BRANO DA LEGGERE
<<<<

Perché gli impressionisti e Van Gogh hanno così tanto successo? In che cosa si riconosce il pubblico?
«Bisogna distinguere. Gli impressionisti ci raccontano un mondo del quale abbiamo nostalgia. La bellezza del paesaggio, dei cieli, delle nuvole e del vento ci racconta un mondo che non c’è più ma che continua ad ammaliarci, perché è ancora dentro di noi. Invece, il fascino di Van Gogh deriva da un’esistenza complicata: noi ci ritroviamo nella profondità di un’anima attraversata dalla sofferenza, ciò che percorre le sue opere».
Che cosa può dare questo modo di fruire l’arte a un Paese ricco di patrimonio, ma pigro nel frequentarlo?

>>>>

Estratto del dataset:

<<<<

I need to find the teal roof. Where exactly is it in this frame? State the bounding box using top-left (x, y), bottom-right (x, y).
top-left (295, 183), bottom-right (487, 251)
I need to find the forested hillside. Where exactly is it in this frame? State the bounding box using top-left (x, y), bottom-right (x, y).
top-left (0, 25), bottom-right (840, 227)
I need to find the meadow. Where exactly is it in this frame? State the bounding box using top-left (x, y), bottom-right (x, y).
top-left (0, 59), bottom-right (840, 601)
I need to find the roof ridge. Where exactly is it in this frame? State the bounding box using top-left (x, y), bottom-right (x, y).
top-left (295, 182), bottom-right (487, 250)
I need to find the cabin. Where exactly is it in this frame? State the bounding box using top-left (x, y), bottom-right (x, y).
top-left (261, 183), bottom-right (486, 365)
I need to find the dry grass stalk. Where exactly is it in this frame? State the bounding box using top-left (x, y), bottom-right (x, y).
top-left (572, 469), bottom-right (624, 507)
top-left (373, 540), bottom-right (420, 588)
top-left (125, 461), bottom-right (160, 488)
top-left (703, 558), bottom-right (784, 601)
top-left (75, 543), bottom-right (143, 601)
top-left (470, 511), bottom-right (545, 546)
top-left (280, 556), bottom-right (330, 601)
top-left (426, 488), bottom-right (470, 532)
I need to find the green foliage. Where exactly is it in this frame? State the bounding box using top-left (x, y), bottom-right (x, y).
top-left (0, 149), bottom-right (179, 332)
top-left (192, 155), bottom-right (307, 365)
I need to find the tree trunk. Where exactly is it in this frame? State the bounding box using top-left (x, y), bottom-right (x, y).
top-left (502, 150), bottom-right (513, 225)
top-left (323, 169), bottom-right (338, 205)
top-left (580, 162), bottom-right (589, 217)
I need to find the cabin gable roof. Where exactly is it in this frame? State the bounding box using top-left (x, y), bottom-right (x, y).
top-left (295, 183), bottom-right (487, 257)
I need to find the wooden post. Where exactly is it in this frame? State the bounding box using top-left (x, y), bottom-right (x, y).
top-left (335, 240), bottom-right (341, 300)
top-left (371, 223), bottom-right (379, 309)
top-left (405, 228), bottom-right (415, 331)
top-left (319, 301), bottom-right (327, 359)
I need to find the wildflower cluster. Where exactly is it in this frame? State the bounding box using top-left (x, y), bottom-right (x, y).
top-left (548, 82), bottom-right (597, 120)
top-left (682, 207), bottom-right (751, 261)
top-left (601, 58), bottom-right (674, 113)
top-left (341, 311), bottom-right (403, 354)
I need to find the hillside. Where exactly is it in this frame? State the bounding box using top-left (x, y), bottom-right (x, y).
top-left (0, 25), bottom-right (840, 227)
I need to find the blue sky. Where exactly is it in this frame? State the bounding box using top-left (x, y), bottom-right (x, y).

>>>>

PROBLEMA SCRITTO 1
Cita dal brano sugli impressionisti e Van Gogh tutto il testo che va da "Perché gli impressionisti" fino a "pigro nel frequentarlo?".
PROBLEMA SCRITTO 2
Elenca tutti gli elementi della natura di cui, secondo il brano sugli impressionisti e Van Gogh, gli impressionisti raccontano la bellezza.
PROBLEMA SCRITTO 3
Nel brano sugli impressionisti e Van Gogh, da che cosa deriva il fascino di Van Gogh?

SOLUZIONE 1
Perché gli impressionisti e Van Gogh hanno così tanto successo? In che cosa si riconosce il pubblico?
«Bisogna distinguere. Gli impressionisti ci raccontano un mondo del quale abbiamo nostalgia. La bellezza del paesaggio, dei cieli, delle nuvole e del vento ci racconta un mondo che non c’è più ma che continua ad ammaliarci, perché è ancora dentro di noi. Invece, il fascino di Van Gogh deriva da un’esistenza complicata: noi ci ritroviamo nella profondità di un’anima attraversata dalla sofferenza, ciò che percorre le sue opere».
Che cosa può dare questo modo di fruire l’arte a un Paese ricco di patrimonio, ma pigro nel frequentarlo?

SOLUZIONE 2
Il paesaggio, i cieli, le nuvole e il vento.

SOLUZIONE 3
Da un'esistenza complicata.